▶ [Source text]
- - - - -
Real Magic

What is This Code? CSS

CSS is great for making a website or PDF look exactly the way you want. But it can be a bit of a pain to figure out. Hopefully this will help you get started.

Without a doubt, the hardest thing that I had to face when creating this blog was adjusting the CSS. If I was able to alter the CSS properly, I could personalize this blog and make it look anyway I want it to. The problem with CSS however, is that it is notoriously hard. It is a challenge to see exactly how it changes things in your documents because of how it interacts with HTML. Like mixing potions, the ingredients are important but also it matters how you cook and mix them together. The CSS defines how the ingredients should be mixed and the HTML states what ingredients should be used. Like any good potion it is a challenge to put together correctly, but it is well worth the effort.

What Does CSS Do?

CSS stands for Cascading Style Sheet. With CSS, you are able to beautify your documents to be exactly the way you want. It allows you to change the style and appearance of an HTML document. You can change the font, colors, backgrounds, borders, layout, and margins (as well as the padding but that is a different beast).

CSS applies style changes globally so you don’t have to worry about making changes on an individual level. So if something doesn’t look the way you want it to in your document, you can change it in one place and it is applied everywhere. It keeps things consistent.

As I stated earlier, the challenge with CSS is figuring out how it communicates with HTML. The basic version is that CSS defines specific styles for each element in an HTML document. The style sheet will be a series of code chunks that look like this:

element{
  property_1: value;
  property_2: value;
}

Note that each line setting a property value has to end with a semicolon delimiter. An annoyingly easy thing to miss and it will seriously mess up your code.

Learning the Properties of the Elements

The meat of your CSS code is going to be the properties that live and are defined within the curly brackets. There are quite a few properties that exist. So the question remains: How in the world do you learn them all?
- - - - -
▶ [Excerpted data]
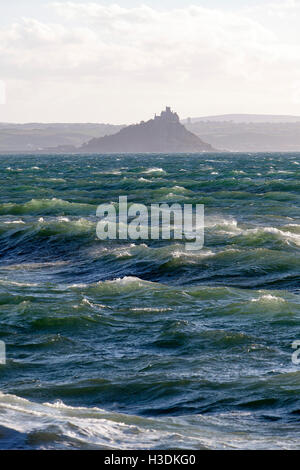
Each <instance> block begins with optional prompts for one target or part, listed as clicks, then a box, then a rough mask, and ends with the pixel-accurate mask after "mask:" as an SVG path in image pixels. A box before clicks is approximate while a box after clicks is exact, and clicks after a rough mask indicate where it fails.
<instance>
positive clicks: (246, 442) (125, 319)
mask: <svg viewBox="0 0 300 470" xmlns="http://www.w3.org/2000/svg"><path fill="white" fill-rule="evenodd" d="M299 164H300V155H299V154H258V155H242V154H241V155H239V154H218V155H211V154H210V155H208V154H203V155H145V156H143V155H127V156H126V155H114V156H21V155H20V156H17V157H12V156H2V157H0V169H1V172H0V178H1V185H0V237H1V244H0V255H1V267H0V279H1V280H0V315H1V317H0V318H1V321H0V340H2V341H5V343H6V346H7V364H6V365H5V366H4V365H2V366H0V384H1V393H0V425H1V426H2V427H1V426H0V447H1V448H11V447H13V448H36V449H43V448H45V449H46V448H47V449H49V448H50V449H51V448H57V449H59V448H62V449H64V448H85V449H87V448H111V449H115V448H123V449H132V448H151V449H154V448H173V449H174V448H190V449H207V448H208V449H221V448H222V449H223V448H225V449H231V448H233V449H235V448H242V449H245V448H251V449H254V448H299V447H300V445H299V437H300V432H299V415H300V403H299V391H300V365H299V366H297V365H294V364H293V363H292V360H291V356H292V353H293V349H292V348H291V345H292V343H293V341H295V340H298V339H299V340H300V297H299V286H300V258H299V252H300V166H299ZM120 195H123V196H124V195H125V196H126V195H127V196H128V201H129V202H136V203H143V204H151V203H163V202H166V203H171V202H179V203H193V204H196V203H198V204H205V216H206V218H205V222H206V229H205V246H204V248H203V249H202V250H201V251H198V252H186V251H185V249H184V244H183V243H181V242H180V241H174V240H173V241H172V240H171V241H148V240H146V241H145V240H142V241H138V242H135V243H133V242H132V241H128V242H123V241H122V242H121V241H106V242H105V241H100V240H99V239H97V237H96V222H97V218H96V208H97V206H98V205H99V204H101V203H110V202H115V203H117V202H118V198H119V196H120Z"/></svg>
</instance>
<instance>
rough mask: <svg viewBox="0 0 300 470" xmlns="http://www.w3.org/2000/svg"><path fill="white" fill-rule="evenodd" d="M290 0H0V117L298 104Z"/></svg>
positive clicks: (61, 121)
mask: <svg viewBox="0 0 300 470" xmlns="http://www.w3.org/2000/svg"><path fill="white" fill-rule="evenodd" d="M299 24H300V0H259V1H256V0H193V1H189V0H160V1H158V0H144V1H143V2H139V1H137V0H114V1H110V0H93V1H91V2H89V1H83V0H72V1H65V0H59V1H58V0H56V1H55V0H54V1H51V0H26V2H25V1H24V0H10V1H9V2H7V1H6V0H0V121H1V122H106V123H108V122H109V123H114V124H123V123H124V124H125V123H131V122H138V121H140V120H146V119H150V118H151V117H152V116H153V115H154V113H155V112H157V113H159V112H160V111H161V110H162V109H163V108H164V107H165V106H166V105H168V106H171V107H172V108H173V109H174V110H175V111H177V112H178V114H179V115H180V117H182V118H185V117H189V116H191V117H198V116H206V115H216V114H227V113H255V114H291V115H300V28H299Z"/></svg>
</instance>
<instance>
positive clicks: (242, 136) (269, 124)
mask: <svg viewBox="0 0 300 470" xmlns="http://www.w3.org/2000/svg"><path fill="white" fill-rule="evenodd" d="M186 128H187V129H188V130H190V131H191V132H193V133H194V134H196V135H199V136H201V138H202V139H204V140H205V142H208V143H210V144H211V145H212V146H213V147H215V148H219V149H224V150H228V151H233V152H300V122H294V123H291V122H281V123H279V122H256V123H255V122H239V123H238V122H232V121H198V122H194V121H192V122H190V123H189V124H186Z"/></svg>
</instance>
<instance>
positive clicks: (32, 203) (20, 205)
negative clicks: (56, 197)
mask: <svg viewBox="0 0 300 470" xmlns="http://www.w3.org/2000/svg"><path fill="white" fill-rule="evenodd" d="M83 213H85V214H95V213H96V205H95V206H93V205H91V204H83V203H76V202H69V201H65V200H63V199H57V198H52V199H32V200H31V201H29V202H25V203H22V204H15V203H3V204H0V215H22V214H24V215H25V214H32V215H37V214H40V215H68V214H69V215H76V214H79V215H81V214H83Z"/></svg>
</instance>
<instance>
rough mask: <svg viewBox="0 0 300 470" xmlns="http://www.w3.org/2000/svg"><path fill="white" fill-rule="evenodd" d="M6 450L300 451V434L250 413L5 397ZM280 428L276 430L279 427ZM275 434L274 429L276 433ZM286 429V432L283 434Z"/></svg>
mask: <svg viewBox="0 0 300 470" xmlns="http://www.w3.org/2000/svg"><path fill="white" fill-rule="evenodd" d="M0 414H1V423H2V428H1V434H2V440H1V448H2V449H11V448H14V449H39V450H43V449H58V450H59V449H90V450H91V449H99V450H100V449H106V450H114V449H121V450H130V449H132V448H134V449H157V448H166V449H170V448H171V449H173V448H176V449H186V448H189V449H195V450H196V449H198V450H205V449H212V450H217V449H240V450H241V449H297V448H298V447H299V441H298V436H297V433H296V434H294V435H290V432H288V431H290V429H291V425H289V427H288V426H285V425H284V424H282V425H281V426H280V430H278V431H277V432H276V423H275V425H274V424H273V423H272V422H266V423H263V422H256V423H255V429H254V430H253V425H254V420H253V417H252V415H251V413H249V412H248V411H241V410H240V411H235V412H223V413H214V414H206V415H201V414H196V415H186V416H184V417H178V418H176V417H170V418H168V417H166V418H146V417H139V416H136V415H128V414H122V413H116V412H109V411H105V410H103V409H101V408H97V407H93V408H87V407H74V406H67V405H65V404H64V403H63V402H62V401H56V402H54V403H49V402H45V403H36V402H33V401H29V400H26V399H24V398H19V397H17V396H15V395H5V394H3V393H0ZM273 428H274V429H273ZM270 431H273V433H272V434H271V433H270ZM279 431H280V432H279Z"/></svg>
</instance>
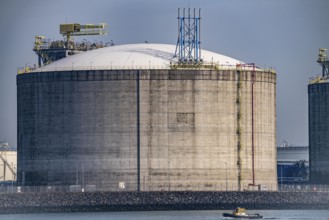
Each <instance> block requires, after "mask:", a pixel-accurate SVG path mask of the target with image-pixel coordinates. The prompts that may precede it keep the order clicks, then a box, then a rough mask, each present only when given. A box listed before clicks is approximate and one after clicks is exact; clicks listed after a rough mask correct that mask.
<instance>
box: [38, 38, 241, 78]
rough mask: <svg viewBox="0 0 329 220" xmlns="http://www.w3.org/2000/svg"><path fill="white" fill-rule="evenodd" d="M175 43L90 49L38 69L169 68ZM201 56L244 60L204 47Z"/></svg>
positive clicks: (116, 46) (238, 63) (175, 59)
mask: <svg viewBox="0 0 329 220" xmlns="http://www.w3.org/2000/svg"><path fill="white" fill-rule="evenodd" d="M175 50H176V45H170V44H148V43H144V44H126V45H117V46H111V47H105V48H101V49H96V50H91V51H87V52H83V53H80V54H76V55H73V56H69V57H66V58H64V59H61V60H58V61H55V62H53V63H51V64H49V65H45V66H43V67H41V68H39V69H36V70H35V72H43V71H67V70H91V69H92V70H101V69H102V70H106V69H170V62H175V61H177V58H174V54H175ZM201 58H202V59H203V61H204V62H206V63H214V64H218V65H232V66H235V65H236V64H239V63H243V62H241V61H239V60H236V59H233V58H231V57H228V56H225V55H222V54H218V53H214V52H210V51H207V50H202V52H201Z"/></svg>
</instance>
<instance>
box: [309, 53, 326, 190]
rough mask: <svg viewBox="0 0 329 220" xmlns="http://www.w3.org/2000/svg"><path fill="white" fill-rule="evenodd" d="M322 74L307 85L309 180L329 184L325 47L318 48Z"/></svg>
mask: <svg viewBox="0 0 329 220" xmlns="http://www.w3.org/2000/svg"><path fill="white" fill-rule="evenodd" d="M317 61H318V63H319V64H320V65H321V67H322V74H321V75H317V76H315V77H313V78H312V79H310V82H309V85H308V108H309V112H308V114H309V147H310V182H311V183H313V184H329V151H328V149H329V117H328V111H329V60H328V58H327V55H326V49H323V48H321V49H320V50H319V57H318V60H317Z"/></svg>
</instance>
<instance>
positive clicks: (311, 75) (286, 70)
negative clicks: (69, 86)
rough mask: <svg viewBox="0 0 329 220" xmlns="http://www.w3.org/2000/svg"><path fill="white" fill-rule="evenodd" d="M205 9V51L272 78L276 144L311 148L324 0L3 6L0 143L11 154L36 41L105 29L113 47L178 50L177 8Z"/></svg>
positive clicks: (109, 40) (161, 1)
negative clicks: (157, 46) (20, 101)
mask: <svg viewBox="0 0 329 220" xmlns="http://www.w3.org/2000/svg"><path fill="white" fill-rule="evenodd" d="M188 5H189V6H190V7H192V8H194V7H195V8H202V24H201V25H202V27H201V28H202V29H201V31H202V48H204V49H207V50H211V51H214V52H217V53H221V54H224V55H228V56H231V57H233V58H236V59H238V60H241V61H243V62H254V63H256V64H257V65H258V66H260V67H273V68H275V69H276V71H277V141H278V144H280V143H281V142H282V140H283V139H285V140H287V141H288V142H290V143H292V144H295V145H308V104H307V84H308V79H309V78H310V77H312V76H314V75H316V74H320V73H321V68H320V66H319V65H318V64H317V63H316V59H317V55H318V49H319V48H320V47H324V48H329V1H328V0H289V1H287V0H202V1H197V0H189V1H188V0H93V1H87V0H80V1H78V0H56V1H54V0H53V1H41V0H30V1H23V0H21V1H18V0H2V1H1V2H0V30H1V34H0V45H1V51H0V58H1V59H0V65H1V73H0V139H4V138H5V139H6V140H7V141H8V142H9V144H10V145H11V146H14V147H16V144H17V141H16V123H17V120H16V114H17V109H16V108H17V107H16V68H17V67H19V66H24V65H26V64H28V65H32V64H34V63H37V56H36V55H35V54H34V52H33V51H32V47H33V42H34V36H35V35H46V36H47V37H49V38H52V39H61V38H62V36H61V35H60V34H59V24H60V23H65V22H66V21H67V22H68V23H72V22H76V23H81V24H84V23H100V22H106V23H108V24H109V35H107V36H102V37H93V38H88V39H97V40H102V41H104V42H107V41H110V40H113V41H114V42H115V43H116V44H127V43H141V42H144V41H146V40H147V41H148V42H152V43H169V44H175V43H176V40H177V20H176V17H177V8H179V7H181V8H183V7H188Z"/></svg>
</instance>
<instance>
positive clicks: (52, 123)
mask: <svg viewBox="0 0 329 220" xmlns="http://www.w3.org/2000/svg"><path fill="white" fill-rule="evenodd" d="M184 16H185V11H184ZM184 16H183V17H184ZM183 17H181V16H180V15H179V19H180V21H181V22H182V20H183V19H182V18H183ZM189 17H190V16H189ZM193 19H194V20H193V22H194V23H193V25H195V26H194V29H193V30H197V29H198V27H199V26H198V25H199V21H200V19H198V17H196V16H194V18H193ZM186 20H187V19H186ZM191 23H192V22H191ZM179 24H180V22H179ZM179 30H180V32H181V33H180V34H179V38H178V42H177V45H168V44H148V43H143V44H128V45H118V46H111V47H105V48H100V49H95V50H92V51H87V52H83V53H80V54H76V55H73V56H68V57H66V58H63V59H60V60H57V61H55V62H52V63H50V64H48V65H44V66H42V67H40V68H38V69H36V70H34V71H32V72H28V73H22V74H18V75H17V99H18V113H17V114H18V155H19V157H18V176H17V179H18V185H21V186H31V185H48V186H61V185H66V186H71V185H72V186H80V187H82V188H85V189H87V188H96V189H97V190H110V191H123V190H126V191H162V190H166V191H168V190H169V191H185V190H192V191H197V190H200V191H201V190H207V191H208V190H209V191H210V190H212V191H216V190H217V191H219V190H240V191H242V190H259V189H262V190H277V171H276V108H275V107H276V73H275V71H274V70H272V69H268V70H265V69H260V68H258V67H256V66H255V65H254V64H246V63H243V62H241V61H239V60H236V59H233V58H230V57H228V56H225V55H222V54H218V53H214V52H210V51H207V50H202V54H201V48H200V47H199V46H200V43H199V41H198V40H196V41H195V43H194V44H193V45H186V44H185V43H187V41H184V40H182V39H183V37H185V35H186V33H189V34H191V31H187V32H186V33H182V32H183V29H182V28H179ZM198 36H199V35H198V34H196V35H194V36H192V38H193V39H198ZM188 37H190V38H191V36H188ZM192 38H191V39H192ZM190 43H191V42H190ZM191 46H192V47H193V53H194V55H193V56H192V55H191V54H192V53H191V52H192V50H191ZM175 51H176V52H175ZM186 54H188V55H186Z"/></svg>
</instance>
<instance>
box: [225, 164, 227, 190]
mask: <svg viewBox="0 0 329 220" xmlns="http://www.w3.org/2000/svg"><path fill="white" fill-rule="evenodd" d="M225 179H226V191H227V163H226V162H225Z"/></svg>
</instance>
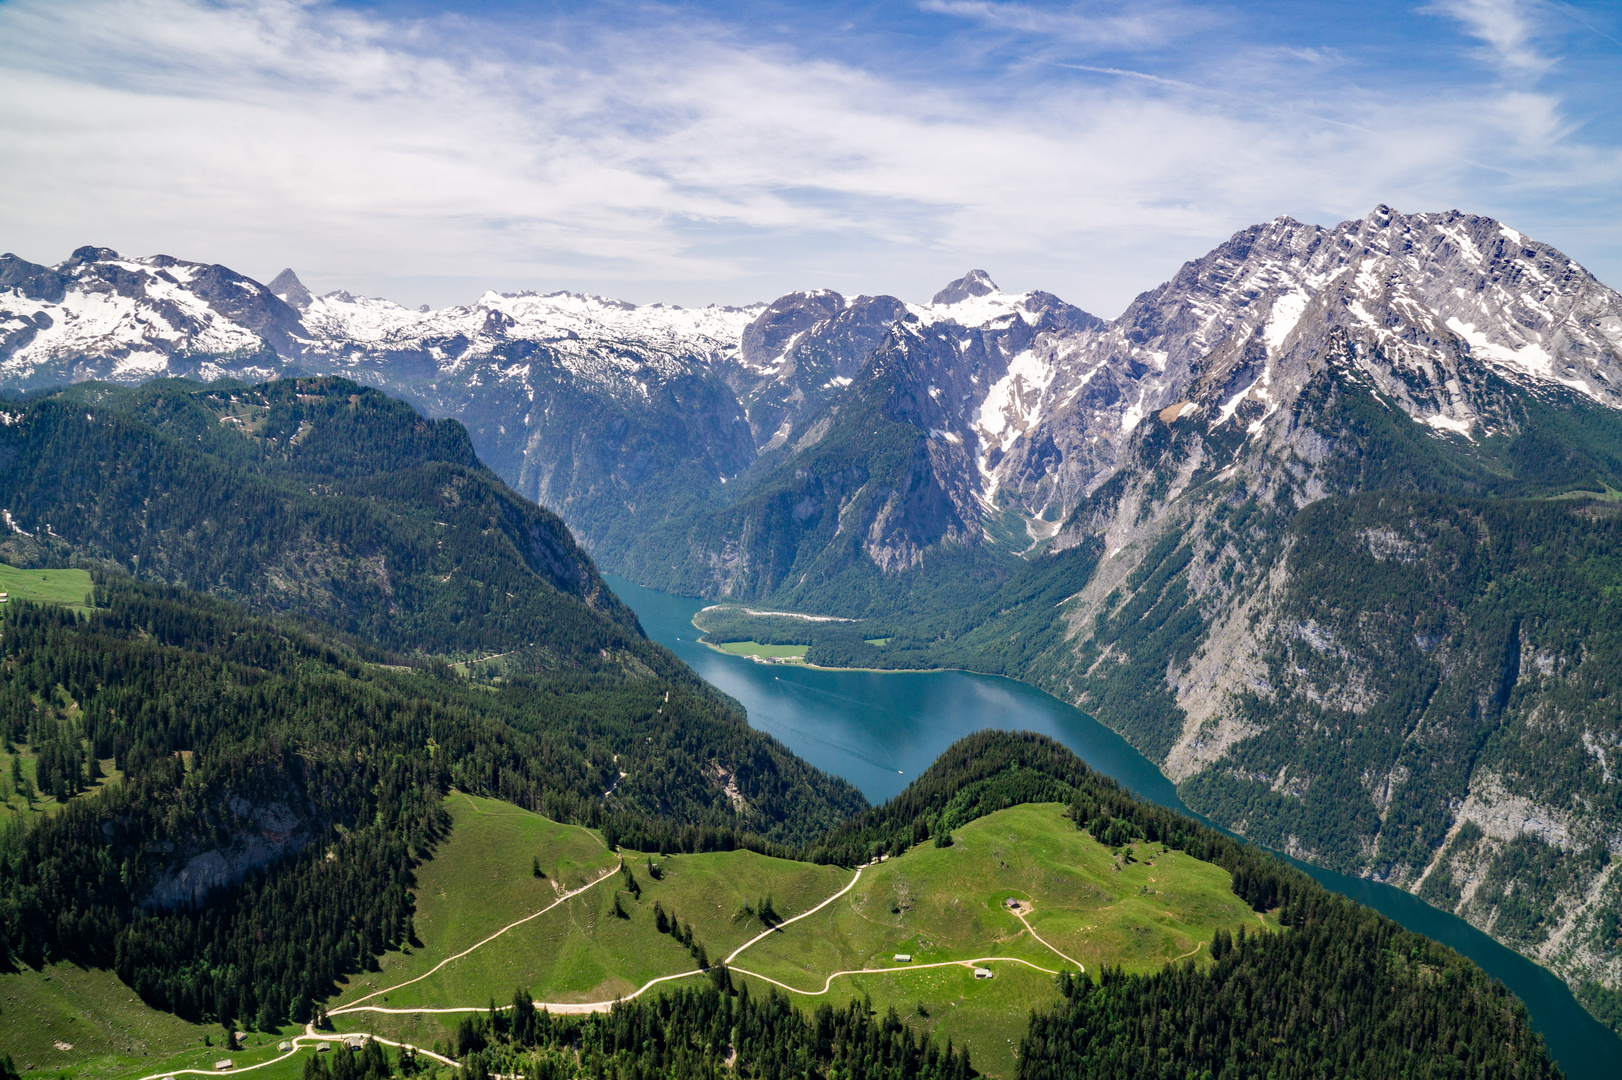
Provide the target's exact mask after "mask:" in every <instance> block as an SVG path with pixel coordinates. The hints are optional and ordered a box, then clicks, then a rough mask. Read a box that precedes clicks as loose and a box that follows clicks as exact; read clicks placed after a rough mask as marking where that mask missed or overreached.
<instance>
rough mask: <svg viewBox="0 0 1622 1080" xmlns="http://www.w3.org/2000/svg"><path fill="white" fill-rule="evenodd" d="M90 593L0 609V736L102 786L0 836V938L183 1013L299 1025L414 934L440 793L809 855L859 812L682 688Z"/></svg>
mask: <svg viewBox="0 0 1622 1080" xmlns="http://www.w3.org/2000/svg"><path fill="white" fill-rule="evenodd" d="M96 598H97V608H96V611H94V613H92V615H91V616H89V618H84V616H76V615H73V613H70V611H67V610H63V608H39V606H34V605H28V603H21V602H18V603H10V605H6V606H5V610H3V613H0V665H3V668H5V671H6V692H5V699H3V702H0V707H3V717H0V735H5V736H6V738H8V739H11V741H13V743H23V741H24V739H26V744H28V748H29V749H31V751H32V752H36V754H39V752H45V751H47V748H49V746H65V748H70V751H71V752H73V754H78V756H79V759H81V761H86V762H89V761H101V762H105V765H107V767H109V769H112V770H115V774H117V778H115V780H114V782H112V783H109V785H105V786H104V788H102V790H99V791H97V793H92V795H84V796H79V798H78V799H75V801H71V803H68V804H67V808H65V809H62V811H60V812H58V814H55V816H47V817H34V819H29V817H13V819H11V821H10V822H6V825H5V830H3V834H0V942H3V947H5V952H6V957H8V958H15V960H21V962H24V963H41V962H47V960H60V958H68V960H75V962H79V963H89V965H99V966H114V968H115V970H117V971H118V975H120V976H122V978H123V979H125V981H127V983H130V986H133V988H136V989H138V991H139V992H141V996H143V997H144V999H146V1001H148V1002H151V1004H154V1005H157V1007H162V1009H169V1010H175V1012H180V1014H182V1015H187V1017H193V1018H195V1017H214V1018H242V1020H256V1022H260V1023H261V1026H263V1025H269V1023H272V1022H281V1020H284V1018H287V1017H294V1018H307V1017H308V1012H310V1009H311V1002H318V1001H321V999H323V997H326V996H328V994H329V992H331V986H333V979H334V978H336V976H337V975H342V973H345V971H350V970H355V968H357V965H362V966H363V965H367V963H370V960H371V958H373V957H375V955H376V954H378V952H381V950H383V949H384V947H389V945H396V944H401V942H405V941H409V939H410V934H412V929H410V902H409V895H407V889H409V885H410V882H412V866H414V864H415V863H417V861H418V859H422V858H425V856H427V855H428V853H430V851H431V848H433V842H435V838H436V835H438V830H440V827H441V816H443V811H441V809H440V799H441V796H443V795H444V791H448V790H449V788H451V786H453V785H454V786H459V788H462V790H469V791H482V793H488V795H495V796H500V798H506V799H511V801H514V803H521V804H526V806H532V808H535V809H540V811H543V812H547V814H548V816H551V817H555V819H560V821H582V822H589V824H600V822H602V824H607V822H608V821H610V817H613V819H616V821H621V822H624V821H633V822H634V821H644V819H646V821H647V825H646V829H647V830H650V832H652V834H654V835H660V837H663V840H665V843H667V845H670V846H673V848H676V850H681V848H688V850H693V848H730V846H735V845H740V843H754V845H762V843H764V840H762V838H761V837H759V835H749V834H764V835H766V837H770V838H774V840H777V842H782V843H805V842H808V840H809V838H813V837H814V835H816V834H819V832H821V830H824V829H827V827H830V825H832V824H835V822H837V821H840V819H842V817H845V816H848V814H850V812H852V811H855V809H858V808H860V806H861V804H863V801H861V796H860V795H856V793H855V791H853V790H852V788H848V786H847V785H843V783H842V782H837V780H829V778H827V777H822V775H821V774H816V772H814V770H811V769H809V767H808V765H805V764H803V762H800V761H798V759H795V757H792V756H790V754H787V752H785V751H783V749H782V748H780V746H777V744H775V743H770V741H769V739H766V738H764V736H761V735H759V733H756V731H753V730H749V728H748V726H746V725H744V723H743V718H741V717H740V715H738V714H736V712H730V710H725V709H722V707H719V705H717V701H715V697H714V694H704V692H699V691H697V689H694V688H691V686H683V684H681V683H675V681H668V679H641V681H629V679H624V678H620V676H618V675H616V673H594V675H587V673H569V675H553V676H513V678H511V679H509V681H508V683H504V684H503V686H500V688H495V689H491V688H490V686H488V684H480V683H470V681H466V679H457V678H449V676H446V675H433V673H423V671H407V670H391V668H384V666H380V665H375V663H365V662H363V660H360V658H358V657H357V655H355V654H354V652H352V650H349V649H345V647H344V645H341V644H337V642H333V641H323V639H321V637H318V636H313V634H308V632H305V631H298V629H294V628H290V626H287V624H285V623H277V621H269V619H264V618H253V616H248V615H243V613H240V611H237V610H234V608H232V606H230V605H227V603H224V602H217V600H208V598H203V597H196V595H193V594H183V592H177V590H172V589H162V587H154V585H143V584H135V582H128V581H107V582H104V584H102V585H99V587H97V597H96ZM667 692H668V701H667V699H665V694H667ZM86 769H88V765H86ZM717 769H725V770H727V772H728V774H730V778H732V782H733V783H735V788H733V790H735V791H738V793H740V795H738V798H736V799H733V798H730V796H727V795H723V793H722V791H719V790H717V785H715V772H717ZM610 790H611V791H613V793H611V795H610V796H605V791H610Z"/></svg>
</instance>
- - - - -
▶ [Task objective]
Copy the passage from the CSS text starting at "What is This" up to and including "Does CSS Do?".

▶ [Task solution]
What is This Code? CSS

CSS is great for making a website or PDF look exactly the way you want. But it can be a bit of a pain to figure out. Hopefully this will help you get started.

Without a doubt, the hardest thing that I had to face when creating this blog was adjusting the CSS. If I was able to alter the CSS properly, I could personalize this blog and make it look anyway I want it to. The problem with CSS however, is that it is notoriously hard. It is a challenge to see exactly how it changes things in your documents because of how it interacts with HTML. Like mixing potions, the ingredients are important but also it matters how you cook and mix them together. The CSS defines how the ingredients should be mixed and the HTML states what ingredients should be used. Like any good potion it is a challenge to put together correctly, but it is well worth the effort.

What Does CSS Do?